(Consignes):
(a) Réécrivez le passage de l'article sur la déontologie du journalisme situé entre « Mais au-delà de » et « maille à partir. », inclus, en remplaçant « tabloïd » par « journal à sensation ».
(b) Retapez sans rien changer la liste, de sa première ligne jusqu'à celle qui contient « POLYGON ((266 223, 286 », ces deux lignes comprises.

Les dérives du journalisme : et si on parlait déontologie ?

par JournalisteMasqué
mardi 26 avril 2016

Le journaliste aime bien parler de déontologie. C’est à la fois un gros mot et un mot savant. Qui n’en a pas entendu parler dans les rédactions, se gausser des affres de la presse anglo-saxonne et en premier lieu de l’affaire Murdoch. Vous l’avez déjà oublié ?

Cette affaire montre jusqu’où peut aller une ‘certaine presse’, piratant les messageries de portables de nombreuses personnalités. Cela pourrait prêter à sourire si cela ne concernait que des footballeurs ou la famille royale. Mais non. Le journal incriminé – News of the World – et depuis fermé purement et simplement, a également poussé le vice jusqu’à interférer dans une enquête sur la disparition et le meurtre d’une jeune fille, là aussi en interceptant et en effaçant les messages. News of the World a même laissé croire à la famille de la victime que celle-ci était toujours en vie.

Mais au-delà de la démission du chef de la police de Londres et les arrestations en série, cette affaire a surtout levé le voile sur les relations politico-médiatiques de certains. Ainsi, News of the World était bien plus qu’un tabloïd, sous-entendu ‘la presse de caniveau’. Cette affaire a quand même obligé le premier ministre David Cameron à s’expliquer sur ses relations avec le groupe Murdoch et l’embauche d’Andy Coulson, ancien rédacteur en chef de News of the World, comme conseiller en communication. De même, le Labour a eu aussi maille à partir.

La presse propagande, un euphémisme

Bien évidemment, la ‘transgression déontologique’ prend des formes plus sournoises, quel que soit le pays. En France, le débat – à la fois contemporain et sans cesse renouvelé – concerne la bataille des idées. Ou, pour paraphraser Gramsci (décidément à la mode), la lutte contre l’hégémonie culturelle ‘de gauche’ des journalistes de ce pays. Et certains de parler de réinformation, une vulgaire propagande politique finalement, sous couvert de ‘résistance’.

(Lignes enregistrées):
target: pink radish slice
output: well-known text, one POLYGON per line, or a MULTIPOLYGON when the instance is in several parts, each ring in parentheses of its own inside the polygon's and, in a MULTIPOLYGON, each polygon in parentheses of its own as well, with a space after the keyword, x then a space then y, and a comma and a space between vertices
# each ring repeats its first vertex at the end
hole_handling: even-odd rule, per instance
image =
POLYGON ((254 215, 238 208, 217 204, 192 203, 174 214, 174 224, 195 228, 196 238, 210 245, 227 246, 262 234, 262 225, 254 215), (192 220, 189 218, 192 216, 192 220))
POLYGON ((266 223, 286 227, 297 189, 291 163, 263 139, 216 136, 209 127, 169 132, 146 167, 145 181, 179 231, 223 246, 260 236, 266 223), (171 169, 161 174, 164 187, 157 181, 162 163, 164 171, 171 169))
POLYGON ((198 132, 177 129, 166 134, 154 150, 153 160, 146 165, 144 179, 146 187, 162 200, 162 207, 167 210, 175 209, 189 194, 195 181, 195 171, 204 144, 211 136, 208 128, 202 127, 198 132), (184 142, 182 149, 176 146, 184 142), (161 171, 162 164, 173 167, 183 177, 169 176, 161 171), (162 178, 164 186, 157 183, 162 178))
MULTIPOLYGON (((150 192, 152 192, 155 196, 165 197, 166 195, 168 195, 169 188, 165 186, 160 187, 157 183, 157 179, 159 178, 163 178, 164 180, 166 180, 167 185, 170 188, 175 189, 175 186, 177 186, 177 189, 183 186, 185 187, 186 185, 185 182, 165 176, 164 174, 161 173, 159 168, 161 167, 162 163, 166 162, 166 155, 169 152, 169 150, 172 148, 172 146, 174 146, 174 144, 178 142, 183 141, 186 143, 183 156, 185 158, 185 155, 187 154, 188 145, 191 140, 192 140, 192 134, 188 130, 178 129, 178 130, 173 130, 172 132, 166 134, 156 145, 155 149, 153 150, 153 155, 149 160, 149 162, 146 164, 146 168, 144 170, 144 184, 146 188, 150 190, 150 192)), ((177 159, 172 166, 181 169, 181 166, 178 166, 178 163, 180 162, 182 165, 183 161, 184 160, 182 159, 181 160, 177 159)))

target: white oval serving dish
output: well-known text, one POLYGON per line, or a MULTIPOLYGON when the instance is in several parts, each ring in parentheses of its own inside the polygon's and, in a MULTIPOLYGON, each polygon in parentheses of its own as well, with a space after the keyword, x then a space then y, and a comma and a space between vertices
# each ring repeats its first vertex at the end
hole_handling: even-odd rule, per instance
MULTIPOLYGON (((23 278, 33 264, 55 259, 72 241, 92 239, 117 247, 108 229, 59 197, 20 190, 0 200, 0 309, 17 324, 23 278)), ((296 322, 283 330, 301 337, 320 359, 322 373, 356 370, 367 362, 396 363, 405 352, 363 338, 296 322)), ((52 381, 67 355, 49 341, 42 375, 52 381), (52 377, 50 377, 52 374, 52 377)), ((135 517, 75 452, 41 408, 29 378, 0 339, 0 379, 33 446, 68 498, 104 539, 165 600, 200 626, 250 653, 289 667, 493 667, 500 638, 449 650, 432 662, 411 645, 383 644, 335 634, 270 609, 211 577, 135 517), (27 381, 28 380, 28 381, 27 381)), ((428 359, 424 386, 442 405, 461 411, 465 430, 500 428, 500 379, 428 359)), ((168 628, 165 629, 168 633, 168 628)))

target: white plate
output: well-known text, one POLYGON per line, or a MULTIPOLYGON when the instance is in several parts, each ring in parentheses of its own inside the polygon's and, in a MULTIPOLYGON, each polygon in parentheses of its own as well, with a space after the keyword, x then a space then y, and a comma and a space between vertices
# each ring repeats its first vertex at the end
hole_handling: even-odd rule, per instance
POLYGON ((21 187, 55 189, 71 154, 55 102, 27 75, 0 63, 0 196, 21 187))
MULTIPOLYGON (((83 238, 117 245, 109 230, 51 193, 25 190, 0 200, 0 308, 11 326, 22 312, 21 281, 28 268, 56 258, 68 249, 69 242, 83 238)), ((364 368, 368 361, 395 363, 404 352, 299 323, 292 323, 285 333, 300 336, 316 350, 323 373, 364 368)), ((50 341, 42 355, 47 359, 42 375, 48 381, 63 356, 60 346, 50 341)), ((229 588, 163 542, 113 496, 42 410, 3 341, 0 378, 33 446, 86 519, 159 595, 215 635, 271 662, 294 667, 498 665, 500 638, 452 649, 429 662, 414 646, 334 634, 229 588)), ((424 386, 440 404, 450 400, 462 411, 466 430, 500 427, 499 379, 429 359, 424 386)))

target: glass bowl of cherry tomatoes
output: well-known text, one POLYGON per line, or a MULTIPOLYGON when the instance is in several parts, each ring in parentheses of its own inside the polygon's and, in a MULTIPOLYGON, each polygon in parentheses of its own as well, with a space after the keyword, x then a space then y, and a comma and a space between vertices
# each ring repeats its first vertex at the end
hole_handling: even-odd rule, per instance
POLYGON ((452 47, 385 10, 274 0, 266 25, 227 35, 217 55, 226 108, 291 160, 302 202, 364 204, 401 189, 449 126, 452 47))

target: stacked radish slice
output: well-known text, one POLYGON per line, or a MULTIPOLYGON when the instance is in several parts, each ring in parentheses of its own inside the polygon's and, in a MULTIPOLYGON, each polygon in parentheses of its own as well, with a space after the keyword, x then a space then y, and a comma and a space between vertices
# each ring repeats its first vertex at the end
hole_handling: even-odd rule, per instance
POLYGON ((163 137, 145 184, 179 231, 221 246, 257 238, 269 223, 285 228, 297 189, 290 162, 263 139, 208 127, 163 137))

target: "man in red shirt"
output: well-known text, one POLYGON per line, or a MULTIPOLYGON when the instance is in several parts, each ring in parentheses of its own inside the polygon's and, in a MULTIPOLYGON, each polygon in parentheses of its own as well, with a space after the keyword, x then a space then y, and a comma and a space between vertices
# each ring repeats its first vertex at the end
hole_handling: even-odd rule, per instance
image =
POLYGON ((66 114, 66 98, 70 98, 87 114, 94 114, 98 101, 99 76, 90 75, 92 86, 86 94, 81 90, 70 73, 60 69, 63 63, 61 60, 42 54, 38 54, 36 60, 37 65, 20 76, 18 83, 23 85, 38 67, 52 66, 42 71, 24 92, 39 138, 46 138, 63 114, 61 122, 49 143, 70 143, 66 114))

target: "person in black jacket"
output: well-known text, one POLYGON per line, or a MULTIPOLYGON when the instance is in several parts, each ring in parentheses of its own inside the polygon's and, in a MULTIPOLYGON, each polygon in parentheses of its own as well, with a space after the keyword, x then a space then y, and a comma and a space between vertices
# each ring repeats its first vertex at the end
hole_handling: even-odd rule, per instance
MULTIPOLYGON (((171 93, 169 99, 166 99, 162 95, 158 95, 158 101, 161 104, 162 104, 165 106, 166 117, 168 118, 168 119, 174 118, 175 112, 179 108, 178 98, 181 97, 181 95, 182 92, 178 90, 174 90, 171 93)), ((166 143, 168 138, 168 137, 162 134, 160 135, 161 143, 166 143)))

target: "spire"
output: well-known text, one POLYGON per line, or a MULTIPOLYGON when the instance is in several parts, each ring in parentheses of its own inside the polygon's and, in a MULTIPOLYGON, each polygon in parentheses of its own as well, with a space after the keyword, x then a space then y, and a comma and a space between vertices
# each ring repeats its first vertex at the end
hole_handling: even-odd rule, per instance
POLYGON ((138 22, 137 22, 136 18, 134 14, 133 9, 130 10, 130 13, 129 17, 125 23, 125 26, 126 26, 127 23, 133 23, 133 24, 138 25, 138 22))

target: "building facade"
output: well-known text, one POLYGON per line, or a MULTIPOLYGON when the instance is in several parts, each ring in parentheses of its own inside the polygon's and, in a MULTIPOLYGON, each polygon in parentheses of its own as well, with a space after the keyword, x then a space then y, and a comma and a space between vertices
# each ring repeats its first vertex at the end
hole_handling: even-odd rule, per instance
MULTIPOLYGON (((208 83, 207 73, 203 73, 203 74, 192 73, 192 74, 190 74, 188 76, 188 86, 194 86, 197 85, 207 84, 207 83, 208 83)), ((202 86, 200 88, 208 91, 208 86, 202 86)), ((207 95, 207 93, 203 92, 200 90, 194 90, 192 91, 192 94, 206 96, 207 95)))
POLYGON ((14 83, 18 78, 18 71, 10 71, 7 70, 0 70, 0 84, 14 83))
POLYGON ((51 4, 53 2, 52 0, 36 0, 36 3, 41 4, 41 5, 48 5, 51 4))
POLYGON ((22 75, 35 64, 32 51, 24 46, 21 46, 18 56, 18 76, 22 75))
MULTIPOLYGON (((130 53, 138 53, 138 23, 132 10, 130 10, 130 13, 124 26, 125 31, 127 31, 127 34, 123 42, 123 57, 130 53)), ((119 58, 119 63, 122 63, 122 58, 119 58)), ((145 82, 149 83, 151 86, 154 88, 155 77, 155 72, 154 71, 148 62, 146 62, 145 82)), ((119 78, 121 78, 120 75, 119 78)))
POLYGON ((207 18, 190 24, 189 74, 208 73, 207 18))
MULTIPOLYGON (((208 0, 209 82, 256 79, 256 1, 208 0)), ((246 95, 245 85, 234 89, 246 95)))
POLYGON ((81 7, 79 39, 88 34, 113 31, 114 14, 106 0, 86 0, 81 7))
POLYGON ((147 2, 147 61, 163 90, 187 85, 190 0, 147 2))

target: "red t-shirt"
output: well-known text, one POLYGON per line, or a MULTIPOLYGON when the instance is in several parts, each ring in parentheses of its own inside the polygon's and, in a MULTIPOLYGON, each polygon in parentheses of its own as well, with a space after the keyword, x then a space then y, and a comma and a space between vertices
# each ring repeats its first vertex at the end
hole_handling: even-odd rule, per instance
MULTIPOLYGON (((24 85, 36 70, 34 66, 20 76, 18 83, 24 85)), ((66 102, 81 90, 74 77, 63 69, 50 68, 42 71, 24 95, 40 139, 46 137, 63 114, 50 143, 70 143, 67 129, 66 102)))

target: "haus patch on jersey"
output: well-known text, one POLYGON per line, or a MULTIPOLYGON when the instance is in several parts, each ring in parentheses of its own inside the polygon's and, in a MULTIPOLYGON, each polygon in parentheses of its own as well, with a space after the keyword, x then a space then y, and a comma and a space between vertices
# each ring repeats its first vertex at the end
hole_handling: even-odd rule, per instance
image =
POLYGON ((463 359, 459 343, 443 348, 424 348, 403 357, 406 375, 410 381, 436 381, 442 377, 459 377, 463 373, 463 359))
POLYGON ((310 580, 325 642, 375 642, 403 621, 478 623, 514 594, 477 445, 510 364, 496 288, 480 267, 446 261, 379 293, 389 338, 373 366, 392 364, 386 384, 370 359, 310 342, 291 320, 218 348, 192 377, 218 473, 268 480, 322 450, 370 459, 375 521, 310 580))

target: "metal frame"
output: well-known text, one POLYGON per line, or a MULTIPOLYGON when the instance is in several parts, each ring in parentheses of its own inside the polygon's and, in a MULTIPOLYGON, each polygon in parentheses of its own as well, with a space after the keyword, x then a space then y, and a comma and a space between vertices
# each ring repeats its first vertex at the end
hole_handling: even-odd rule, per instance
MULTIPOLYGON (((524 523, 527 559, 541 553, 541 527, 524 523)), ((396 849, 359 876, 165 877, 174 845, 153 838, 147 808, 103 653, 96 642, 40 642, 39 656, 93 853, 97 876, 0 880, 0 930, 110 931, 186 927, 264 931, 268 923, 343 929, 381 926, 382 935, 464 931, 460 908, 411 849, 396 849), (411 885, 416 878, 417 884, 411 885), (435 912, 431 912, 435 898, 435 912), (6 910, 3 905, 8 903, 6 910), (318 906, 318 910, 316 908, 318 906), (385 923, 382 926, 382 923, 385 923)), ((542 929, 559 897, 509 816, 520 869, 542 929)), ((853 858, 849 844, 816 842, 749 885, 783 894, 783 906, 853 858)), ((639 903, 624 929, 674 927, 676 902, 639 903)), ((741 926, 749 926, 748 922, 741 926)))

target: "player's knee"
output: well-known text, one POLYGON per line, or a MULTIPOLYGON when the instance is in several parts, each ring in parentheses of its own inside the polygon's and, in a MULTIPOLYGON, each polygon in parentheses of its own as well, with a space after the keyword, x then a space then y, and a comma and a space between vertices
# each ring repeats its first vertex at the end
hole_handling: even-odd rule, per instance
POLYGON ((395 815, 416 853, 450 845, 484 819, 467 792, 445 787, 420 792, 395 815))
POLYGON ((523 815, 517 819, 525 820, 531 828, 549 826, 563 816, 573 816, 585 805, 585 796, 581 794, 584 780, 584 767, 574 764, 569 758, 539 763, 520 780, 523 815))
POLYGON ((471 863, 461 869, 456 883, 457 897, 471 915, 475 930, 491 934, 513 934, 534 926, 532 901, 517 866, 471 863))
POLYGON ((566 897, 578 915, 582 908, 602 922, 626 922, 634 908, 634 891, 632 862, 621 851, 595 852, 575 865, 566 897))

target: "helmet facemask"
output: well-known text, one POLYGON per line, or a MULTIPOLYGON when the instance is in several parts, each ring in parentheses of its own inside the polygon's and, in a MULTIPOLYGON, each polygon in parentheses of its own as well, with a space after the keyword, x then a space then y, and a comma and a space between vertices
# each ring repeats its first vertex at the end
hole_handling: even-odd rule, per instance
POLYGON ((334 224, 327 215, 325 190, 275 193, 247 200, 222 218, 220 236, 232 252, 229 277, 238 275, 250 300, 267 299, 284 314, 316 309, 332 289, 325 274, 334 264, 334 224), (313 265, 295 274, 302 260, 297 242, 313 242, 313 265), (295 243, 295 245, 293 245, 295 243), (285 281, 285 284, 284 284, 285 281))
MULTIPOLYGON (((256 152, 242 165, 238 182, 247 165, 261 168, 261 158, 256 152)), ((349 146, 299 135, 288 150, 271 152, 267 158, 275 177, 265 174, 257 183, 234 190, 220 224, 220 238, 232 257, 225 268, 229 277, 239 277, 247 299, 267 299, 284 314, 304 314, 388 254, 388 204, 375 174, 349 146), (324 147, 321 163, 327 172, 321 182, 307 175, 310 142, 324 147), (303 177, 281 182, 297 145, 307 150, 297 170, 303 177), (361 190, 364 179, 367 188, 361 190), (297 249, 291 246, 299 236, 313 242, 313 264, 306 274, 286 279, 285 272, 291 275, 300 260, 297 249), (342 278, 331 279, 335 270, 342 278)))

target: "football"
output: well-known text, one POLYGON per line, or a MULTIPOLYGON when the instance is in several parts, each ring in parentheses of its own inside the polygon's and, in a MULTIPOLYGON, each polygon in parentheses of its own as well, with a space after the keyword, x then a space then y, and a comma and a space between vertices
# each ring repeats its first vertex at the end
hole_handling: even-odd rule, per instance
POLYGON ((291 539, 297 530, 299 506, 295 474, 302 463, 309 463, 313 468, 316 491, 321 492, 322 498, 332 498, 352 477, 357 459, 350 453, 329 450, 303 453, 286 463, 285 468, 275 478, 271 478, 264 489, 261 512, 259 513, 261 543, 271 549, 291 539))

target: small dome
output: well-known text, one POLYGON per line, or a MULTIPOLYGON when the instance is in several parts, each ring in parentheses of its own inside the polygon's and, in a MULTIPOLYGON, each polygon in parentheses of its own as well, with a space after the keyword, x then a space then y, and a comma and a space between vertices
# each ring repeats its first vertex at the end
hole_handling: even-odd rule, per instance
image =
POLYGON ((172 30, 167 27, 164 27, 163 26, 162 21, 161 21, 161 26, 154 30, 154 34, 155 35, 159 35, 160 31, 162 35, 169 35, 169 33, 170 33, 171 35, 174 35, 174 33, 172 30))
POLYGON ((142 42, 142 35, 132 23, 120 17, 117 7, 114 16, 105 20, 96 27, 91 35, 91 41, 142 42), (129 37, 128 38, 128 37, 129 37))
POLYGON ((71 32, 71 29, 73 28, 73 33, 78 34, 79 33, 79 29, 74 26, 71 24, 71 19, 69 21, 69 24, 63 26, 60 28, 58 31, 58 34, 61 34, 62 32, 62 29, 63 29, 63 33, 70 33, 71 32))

(Les solutions):
(a)
Mais au-delà de la démission du chef de la police de Londres et les arrestations en série, cette affaire a surtout levé le voile sur les relations politico-médiatiques de certains. Ainsi, News of the World était bien plus qu’un journal à sensation, sous-entendu ‘la presse de caniveau’. Cette affaire a quand même obligé le premier ministre David Cameron à s’expliquer sur ses relations avec le groupe Murdoch et l’embauche d’Andy Coulson, ancien rédacteur en chef de News of the World, comme conseiller en communication. De même, le Labour a eu aussi maille à partir.

(b)
target: pink radish slice
output: well-known text, one POLYGON per line, or a MULTIPOLYGON when the instance is in several parts, each ring in parentheses of its own inside the polygon's and, in a MULTIPOLYGON, each polygon in parentheses of its own as well, with a space after the keyword, x then a space then y, and a comma and a space between vertices
# each ring repeats its first vertex at the end
hole_handling: even-odd rule, per instance
image =
POLYGON ((254 215, 238 208, 217 204, 192 203, 174 214, 174 224, 195 228, 196 238, 210 245, 227 246, 262 234, 262 225, 254 215), (192 220, 189 218, 192 216, 192 220))
POLYGON ((266 223, 286 227, 297 189, 291 163, 263 139, 216 136, 209 127, 169 132, 146 167, 145 181, 179 231, 223 246, 260 236, 266 223), (171 169, 161 174, 164 187, 157 181, 162 163, 164 171, 171 169))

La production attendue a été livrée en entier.